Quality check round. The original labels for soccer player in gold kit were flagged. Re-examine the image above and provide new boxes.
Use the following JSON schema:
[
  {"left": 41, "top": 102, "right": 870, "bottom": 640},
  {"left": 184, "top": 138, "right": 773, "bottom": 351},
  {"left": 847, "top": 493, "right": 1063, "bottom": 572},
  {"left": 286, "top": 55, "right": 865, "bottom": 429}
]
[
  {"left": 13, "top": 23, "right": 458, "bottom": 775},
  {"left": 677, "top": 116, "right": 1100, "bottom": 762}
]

--- --- ---

■ Aim of the exercise
Copy the data above word for word, with no changes.

■ In response
Quality check round. The original labels for soccer player in gold kit were flagged. Re-examine the image above and provide new boxes.
Use the following JSON schema:
[
  {"left": 41, "top": 102, "right": 870, "bottom": 640},
  {"left": 184, "top": 138, "right": 773, "bottom": 351},
  {"left": 847, "top": 493, "right": 1063, "bottom": 572},
  {"left": 286, "top": 55, "right": 865, "bottom": 429}
]
[
  {"left": 13, "top": 23, "right": 458, "bottom": 775},
  {"left": 677, "top": 116, "right": 1100, "bottom": 762}
]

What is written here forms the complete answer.